▶ [Objectif]: Dans l'article sur les déplacés du Centre d'Haïti, remplacez «OIM» par «Organisation internationale pour les migrations» et réécrivez le passage en commençant par «PubGazetteHaiti202005» et en allant jusqu'à «le 5 avril.».

▶ [Texte à lire]:
········

PubGazetteHaiti202005

De zone sanctuaire à territoire perdu : plus de 31 000 déplacés, le Centre d'Haïti meurt lentement

@Dieugo André

Le département du Centre, autrefois perçu comme un lieu de refuge sûr pour les déplacés internes, notamment en provenance de Port-au-Prince, est aujourd’hui submergé par la violence armée. Depuis le 31 mars 2025, plus de 31 000 personnes ont été forcées de fuir leur domicile, provoquant une crise humanitaire majeure, selon les données de l’Organisation internationale pour les migrations (OIM), recueillies entre le 31 mars et le 5 avril.

La paix qui régnait dans certaines zones du Centre d’Haïti n’est plus qu’un souvenir lointain. Depuis la fin du mois de mars, les communes de Mirebalais et de Saut-d’Eau sont la cible d’attaques armées répétées, plongeant les populations locales dans la peur, le chaos et « l’exil »

Les violences s'abattent sur plusieurs sections communales : à Saut-d’Eau, les 1re, 2e, 3e et 4e sections (Rivière Canot, La Selle, Coupe Mardi Gras, Montagne Terrible) ; et à Mirebalais, les 3e et 4e sections (Grand Boucan, Crête Brûlée). Des zones sont devenues de véritables champs de bataille entre groupes armés et, parfois, des civils épaulés par les forces de l’ordre.

Le dernier rapport de l’OIM, publié le 6 avril, fait état d’un bilan alarmant : 31 586 personnes déplacées, réparties dans 6 324 ménages. La grande majorité d’entre elles (96 %) sont restées dans le département du Centre, trouvant refuge dans d’autres communes comme Lascahobas (27 %), Boucan Carré (25 %), Savanette (18 %) et Hinche (11 %).

Environ 2/3 des déplacés sont accueillis par des familles hôtes, mais 34 % — soit 10 637 personnes — ont dû s’installer dans 50 sites spontanés nouvellement créés. À elle seule, la commune de Boucan Carré héberge 19 de ces sites, accueillant près de 7 800 personnes dans des conditions précaires, sans accès suffisant à l’eau potable, à la nourriture ni aux soins médicaux.

········

▶ [Données fournies]:
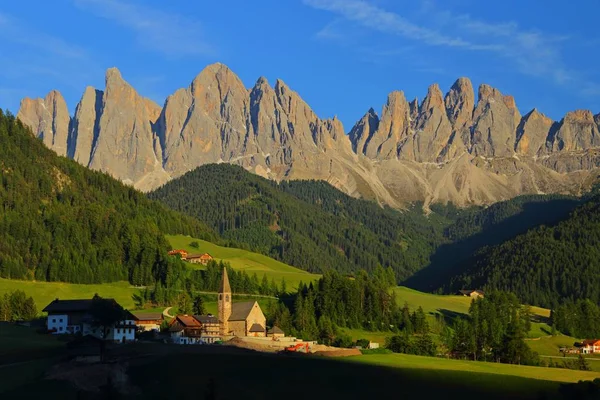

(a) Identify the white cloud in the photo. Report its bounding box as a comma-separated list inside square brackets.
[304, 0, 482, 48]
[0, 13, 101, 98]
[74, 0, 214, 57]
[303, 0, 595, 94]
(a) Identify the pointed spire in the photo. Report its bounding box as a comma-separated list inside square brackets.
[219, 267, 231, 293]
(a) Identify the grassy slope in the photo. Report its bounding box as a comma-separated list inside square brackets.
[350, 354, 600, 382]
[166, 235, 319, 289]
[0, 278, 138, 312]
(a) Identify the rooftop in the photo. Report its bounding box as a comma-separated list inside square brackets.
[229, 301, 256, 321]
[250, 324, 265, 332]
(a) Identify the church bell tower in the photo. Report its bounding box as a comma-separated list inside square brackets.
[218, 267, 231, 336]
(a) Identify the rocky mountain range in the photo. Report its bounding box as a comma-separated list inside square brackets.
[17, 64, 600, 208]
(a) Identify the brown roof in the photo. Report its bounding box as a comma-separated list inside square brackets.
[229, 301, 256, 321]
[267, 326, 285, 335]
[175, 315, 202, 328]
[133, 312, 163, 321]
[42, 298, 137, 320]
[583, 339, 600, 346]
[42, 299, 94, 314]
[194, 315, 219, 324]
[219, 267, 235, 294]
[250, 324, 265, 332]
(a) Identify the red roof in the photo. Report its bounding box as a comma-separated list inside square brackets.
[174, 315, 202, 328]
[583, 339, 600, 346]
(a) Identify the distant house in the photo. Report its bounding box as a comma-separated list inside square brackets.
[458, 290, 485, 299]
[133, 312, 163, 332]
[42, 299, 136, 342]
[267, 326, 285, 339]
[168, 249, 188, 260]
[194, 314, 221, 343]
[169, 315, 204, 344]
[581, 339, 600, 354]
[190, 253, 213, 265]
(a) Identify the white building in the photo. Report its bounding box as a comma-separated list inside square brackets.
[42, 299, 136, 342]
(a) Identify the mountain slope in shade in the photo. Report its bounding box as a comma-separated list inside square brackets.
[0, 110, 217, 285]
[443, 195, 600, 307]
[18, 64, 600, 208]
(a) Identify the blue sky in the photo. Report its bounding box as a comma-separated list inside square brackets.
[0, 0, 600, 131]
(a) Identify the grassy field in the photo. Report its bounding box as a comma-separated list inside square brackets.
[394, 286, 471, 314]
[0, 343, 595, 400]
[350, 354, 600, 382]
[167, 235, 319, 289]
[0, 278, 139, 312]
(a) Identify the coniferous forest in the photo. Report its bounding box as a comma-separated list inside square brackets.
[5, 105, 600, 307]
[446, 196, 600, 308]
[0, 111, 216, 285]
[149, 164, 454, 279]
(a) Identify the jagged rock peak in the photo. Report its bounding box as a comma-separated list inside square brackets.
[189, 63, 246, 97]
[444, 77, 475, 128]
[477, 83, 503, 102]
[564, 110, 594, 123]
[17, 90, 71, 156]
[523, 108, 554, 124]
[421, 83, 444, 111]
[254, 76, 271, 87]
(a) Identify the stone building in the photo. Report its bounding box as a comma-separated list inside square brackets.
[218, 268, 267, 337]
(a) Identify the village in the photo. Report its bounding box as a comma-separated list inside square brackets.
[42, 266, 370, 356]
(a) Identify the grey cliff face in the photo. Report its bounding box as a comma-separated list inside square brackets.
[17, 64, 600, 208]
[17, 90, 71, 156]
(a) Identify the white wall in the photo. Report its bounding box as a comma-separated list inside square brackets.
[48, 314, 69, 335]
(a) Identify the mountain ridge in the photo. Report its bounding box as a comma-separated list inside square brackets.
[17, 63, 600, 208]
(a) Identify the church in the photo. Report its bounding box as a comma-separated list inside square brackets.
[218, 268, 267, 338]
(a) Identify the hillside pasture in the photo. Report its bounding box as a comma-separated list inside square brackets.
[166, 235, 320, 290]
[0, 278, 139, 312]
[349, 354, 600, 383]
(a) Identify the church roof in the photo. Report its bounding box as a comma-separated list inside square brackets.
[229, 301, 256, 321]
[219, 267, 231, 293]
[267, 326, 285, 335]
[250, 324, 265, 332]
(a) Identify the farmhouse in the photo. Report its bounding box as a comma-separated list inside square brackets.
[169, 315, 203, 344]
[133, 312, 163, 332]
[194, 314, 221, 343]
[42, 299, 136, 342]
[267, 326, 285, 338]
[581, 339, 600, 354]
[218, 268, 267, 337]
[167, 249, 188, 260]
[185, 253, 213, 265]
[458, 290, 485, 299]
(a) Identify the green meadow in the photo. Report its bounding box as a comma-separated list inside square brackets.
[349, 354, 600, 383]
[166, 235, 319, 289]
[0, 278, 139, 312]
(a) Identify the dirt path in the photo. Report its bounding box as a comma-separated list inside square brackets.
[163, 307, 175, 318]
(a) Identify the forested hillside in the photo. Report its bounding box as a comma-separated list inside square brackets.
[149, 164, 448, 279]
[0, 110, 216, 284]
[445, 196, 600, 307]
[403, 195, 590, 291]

········

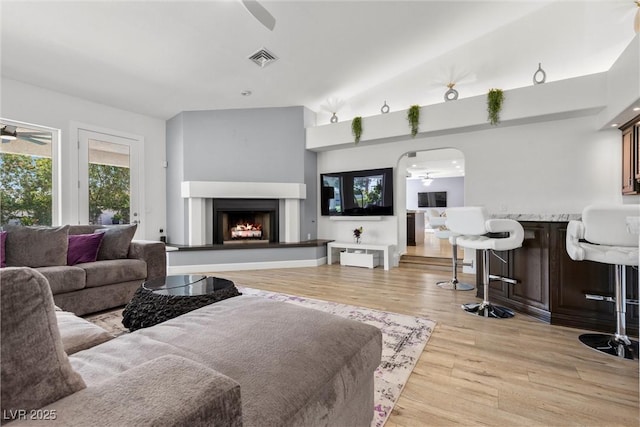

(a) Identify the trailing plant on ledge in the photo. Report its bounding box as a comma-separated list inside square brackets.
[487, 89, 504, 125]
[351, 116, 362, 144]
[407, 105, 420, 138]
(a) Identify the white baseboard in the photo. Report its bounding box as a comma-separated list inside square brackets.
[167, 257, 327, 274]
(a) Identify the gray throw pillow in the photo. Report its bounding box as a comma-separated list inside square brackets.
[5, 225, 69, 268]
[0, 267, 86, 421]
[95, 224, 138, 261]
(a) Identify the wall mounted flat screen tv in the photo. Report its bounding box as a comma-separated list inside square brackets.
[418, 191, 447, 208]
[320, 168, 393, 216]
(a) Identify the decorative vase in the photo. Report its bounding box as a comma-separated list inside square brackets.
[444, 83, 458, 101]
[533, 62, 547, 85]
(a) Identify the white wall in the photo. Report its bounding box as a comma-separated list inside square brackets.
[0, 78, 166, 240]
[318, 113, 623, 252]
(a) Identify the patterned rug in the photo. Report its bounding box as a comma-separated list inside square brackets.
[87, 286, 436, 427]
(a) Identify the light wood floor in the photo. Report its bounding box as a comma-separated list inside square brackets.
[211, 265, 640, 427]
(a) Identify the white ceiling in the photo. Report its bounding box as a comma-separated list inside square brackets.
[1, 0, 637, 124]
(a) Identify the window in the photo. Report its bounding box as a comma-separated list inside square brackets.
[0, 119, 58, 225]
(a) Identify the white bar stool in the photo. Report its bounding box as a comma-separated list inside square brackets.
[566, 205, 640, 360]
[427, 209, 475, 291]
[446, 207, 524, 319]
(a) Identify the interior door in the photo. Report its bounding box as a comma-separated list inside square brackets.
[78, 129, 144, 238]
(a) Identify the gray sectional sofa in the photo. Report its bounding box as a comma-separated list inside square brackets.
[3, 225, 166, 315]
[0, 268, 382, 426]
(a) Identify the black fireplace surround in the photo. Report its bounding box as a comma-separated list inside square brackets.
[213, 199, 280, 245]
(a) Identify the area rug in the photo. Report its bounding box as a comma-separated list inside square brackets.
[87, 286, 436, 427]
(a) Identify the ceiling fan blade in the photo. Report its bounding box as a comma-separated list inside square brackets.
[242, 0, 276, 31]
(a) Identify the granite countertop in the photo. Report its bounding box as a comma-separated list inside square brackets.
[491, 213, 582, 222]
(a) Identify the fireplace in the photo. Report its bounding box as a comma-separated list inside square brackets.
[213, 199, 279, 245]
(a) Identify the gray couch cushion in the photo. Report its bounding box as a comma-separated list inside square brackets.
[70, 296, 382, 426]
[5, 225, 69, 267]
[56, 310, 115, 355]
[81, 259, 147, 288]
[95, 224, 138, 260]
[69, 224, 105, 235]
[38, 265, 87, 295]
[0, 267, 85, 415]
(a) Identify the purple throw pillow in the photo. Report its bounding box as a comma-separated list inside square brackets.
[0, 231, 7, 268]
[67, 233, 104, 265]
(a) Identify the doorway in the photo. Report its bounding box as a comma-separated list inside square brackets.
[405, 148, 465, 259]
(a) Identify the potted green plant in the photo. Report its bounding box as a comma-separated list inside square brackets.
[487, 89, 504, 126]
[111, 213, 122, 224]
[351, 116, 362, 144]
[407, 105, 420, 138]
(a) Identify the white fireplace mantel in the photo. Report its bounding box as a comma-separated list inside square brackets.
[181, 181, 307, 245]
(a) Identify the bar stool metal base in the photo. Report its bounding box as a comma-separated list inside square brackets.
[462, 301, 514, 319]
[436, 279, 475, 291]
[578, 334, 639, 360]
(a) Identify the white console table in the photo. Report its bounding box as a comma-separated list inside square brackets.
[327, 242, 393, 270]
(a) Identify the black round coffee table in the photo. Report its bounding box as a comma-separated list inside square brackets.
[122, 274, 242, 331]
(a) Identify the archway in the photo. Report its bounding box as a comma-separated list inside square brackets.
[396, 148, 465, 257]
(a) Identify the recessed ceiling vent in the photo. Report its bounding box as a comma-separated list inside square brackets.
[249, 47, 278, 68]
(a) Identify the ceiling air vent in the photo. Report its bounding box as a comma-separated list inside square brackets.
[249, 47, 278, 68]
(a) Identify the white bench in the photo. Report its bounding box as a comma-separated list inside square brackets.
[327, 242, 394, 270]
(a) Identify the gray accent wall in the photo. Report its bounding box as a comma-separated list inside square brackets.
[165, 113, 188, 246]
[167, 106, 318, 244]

········

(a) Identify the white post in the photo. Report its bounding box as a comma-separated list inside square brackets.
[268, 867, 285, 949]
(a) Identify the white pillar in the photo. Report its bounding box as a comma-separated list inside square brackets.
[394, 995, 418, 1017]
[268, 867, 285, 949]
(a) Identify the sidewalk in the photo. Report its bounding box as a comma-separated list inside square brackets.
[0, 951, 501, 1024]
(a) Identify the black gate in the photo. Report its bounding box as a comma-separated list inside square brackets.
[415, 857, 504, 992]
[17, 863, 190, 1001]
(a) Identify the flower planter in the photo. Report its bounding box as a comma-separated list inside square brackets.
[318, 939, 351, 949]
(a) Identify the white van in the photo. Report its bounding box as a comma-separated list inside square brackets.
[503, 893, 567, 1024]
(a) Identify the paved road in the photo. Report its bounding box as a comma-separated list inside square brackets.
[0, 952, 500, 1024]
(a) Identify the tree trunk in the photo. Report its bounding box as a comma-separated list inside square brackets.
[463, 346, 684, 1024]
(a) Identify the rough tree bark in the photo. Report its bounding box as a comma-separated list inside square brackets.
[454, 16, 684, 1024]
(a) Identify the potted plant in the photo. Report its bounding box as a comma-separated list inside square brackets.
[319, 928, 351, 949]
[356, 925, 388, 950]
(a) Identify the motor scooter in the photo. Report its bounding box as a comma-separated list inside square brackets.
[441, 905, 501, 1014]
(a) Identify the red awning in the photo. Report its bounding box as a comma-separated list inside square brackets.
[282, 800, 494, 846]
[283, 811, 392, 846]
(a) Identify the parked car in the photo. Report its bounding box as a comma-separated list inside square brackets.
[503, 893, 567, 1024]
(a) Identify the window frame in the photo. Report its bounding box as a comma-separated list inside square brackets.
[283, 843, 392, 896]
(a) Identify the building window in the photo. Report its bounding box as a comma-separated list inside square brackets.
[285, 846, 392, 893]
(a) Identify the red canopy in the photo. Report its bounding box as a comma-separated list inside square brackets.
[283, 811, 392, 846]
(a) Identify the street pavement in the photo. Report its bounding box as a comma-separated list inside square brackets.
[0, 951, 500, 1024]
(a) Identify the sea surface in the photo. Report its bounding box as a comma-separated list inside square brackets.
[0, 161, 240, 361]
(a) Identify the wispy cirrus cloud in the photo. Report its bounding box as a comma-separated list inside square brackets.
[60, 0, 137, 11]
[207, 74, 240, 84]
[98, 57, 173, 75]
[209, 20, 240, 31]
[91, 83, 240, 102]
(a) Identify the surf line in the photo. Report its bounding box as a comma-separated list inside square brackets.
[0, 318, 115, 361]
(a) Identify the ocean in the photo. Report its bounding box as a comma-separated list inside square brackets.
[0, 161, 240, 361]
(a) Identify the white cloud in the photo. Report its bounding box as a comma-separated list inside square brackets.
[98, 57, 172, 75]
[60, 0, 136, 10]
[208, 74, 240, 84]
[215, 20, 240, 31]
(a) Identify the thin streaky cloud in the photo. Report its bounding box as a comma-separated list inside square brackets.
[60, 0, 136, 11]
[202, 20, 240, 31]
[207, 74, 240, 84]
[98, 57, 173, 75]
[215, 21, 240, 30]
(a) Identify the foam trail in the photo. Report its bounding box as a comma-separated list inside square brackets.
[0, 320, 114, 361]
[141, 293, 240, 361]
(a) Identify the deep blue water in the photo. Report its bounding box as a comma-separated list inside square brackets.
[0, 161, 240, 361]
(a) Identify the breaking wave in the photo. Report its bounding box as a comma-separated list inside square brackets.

········

▶ [Corrigé]:
PubGazetteHaiti202005

De zone sanctuaire à territoire perdu : plus de 31 000 déplacés, le Centre d'Haïti meurt lentement

@Dieugo André

Le département du Centre, autrefois perçu comme un lieu de refuge sûr pour les déplacés internes, notamment en provenance de Port-au-Prince, est aujourd’hui submergé par la violence armée. Depuis le 31 mars 2025, plus de 31 000 personnes ont été forcées de fuir leur domicile, provoquant une crise humanitaire majeure, selon les données de l’Organisation internationale pour les migrations (Organisation internationale pour les migrations), recueillies entre le 31 mars et le 5 avril.